§ To be done
1. Do these statements agree with the article about Mary Cheney below? Answer yes or no for each and quote the words of the article that decide it.
(a) Mary Cheney recognizes Nick Lachey's name on the guest list.
(b) Protesters put a sign outside her house in Conifer, Colo.
(c) Mary Cheney is 40 years old.
2. In the article about Mary Cheney below, who is her longtime partner?

§ Text to read
»»

NEW YORK -- "Are the eyes too much?"

Mary Cheney is peering into the makeup artist's mirror in the early hours of the morning, getting "done" for her appearance on "Good Morning America" with Diane Sawyer. Taped to the mirror is the list of today's guest stars. The name Nick Lachey -- aka the soon-to-be-ex-Mr. Jessica Simpson -- she recognizes. Totally clueless on actress Emmy Rossum. Needs some prompting on Josh Lucas ("Sweet Home Alabama"? Hottie who ends up with Reese Witherspoon?).

Let's say she's a little bit out of her element. Mary Cheney, daughter of Vice President Dick Cheney, had made it her business to fly under the radar. She's a pro at shunning the limelight. As the openly gay daughter of a man running for office in a party opposed to gay marriage, she took the hits and let them slide off her as if she were coated with Teflon. Kind of like daddy.

Alan Keyes refers to her as a "selfish hedonist"? No response. Gay-rights activists lampoon her by putting her face on a milk carton ("Have you seen me?")? No response. Her sexual orientation becomes fodder for a presidential debate? No response.

Protesters show up in her hideout home town of Conifer, Colo., and plant a "Bride of Satan" sign outside her house? Nope, not a word.

Until now, that is. Cheney's self-written story of life as a political daughter, campaign strategist and happily partnered gay woman is out this week, with a carefully planned media campaign surrounding its release. At 37, she's trying out the Washington life -- swapping snowboarding in the Rockies for commuting on the Dulles Toll Road -- and heading out on the publicity trail while longtime partner Heather Poe rips up pink shag carpet in their new Great Falls home and consults with Lynne Cheney, Mary's mom, about redecorating plans.

««

§ Dataset entries

»»

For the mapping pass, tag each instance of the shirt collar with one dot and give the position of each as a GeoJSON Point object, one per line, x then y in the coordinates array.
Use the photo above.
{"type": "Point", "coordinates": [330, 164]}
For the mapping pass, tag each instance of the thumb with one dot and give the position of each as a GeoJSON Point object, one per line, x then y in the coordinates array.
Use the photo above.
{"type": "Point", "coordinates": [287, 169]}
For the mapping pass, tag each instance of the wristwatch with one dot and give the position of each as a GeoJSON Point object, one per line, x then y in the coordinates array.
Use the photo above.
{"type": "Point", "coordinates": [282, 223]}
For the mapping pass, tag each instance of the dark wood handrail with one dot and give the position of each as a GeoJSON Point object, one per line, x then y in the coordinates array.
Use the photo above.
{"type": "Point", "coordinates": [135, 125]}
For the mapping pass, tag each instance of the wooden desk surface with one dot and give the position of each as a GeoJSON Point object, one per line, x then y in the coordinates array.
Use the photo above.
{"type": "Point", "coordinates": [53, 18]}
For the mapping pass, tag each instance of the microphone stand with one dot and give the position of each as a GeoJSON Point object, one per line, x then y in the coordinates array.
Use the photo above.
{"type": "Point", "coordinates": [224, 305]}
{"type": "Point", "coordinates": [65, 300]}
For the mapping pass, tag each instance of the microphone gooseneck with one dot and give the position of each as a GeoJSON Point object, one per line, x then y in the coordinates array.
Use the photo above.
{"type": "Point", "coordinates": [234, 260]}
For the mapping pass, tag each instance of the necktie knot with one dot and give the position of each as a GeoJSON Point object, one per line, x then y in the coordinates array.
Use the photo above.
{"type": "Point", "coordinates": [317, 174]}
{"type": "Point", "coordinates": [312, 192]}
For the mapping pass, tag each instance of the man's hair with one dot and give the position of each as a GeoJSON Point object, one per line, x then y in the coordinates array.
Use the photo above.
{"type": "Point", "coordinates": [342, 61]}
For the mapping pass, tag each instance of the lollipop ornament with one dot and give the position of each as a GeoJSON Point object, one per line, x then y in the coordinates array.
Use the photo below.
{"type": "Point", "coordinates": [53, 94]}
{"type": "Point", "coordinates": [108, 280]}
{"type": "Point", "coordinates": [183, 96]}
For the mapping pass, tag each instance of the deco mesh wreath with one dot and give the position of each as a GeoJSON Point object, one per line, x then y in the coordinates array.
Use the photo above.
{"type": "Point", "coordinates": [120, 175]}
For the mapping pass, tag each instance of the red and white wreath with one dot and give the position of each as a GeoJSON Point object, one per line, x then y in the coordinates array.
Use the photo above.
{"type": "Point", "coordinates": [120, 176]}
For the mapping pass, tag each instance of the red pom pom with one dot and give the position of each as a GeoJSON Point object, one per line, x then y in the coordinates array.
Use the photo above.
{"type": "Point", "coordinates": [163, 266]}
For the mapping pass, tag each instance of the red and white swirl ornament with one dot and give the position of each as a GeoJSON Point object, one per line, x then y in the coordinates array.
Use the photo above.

««

§ Results in order
1.
(a) Yes: "The name Nick Lachey -- aka the soon-to-be-ex-Mr. Jessica Simpson -- she recognizes."
(b) Yes: "Protesters show up in her hideout home town of Conifer, Colo., and plant a "Bride of Satan" sign outside her house"
(c) No: "At 37, she's trying out the Washington life"

2. Heather Poe